### Work request
Every record below should be transcribed exactly. Omit the images.

### Dataset extract
━━━━━━━━━━
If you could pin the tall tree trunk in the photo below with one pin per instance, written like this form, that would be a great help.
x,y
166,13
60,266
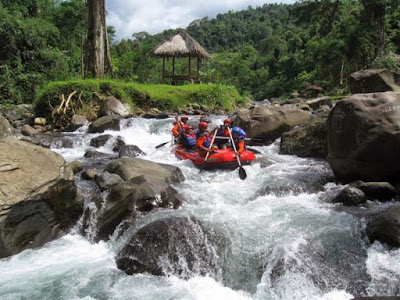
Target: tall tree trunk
x,y
98,50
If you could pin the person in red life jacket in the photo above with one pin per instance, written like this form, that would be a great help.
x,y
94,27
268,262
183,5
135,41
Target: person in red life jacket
x,y
223,131
179,128
190,141
203,141
238,135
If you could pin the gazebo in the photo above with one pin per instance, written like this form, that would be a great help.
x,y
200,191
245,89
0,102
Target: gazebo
x,y
178,46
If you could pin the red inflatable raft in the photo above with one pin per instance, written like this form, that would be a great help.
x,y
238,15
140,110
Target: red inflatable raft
x,y
221,158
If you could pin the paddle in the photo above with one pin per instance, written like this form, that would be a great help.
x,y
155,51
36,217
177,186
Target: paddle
x,y
161,145
208,153
242,171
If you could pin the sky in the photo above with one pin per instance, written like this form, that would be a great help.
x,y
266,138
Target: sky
x,y
154,16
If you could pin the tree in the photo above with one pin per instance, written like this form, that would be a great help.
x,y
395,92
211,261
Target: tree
x,y
98,50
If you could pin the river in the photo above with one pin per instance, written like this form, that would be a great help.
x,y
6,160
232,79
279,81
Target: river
x,y
279,239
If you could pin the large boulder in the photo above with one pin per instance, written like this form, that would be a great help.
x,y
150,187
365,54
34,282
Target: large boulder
x,y
105,123
39,200
374,80
145,186
318,102
307,140
383,191
269,123
385,227
364,137
112,106
5,127
170,246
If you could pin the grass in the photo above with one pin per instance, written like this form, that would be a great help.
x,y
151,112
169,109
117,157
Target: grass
x,y
145,96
━━━━━━━━━━
### Your solution
If you could pin the tall tree trunk in the photo below with one pin per instance, written like this form, that would be a great help.
x,y
166,13
60,266
Target: tall tree trunk
x,y
98,50
If you could pin the person in red life jacket in the photo above with one pin per instance, written like this form, that would be a great help.
x,y
94,27
268,262
183,5
135,41
Target: person in red life jacket
x,y
223,131
179,128
190,141
203,141
238,135
If you could pin the gazebo in the photo above with one pin per instance, written like this form, that would be a great help.
x,y
200,191
245,89
0,102
Target: gazebo
x,y
178,46
If you could pin the red inflatable raft in the photo above with one pin per instance, written like this form, that would be a great help.
x,y
238,15
140,110
Target: red inflatable raft
x,y
221,158
If you could pin the paddle in the photo above with one pin per instance, written like this form, that would be a great help.
x,y
155,51
36,217
177,186
Target: paddle
x,y
161,145
208,153
242,171
If you could pin the sky in the photo above with one pin per instance, written like this form, that would be a great help.
x,y
266,138
Target: sky
x,y
154,16
If you could pin the tree in the photo above with one pin per instance, written like this form, that would be a great help.
x,y
395,92
211,261
Target: tree
x,y
98,50
If you could pin the river in the photo above with one pin per instance, written like this form, that would be a great help.
x,y
6,160
232,79
279,81
Target: river
x,y
279,239
If you could pin the large boulder in the photo above with one pin per instance, written like this form, that would be a great help.
x,y
150,187
365,54
34,282
Target: large boulder
x,y
105,123
39,200
374,80
145,186
318,102
307,140
383,191
269,123
385,227
364,137
112,106
5,127
170,246
If you could pin the grass in the photo above with one pin per instance, written like this form, that would be a great help.
x,y
151,112
169,109
117,157
Target: grass
x,y
145,96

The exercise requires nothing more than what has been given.